Work instructions: Render every line of the material below as a JSON list of strings, one string per line, with blank lines dropped and the pictures left out.

Data entries:
>> start

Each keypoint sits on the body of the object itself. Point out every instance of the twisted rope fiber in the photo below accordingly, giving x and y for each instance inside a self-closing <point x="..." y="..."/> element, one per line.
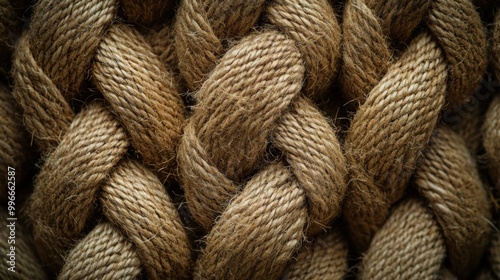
<point x="401" y="96"/>
<point x="254" y="90"/>
<point x="85" y="163"/>
<point x="13" y="153"/>
<point x="262" y="169"/>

>> end

Finished exercise:
[
  "Each keypoint sits on the body of the object itself. Point out every instance of the twisted rope fiber in the photo below accordingly, giving x and y for each instance inside a self-closing <point x=\"...\" y=\"...\"/> element, one per line.",
  "<point x=\"401\" y=\"96\"/>",
  "<point x=\"254\" y=\"90\"/>",
  "<point x=\"85\" y=\"163\"/>",
  "<point x=\"13\" y=\"153\"/>",
  "<point x=\"262\" y=\"169\"/>"
]